Problem description -> Look below for the line that contains "bbox: dark green", then quote it and all the lines after it, exactly, with the pictures left out.

(Excerpted data Opens)

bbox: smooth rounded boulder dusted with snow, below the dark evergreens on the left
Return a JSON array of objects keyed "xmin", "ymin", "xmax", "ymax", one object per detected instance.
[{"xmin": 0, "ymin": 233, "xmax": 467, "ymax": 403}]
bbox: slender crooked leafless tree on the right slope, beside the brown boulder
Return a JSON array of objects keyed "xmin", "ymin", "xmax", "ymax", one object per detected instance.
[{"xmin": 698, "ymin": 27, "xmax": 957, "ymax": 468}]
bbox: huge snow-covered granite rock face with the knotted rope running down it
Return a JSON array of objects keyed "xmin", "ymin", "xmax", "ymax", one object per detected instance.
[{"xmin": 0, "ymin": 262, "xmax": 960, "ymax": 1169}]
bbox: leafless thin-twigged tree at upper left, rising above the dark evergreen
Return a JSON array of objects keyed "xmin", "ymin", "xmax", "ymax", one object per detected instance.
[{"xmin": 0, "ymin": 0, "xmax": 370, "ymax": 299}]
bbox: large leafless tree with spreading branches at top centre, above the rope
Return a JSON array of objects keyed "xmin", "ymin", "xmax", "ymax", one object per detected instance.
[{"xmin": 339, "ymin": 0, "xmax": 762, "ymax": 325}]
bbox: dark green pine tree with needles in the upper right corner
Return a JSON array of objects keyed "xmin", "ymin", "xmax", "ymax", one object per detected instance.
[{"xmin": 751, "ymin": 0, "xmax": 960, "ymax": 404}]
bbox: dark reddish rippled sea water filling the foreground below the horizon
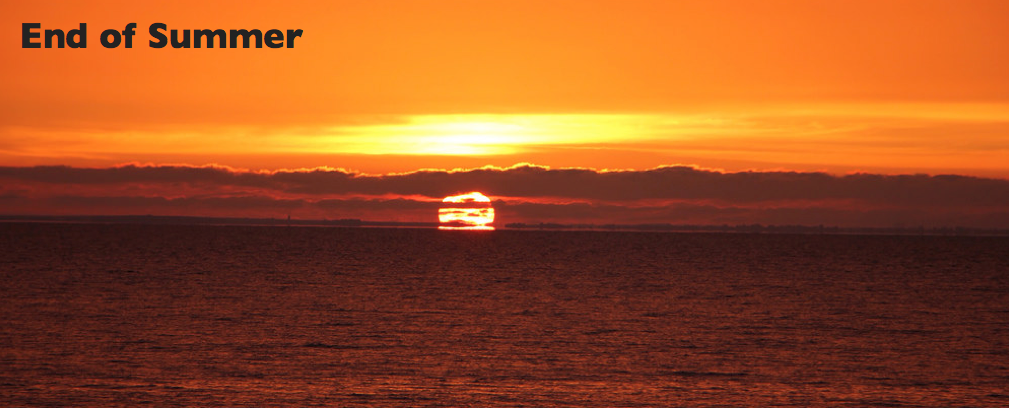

(Excerpted data Closes)

Your solution ->
bbox: dark green pine tree with needles in the upper right corner
Return a JSON array of objects keyed "xmin", "ymin", "xmax", "ymax", one object per detected instance.
[{"xmin": 751, "ymin": 0, "xmax": 960, "ymax": 404}]
bbox: dark reddish rippled sea water filling the foreground below the horizon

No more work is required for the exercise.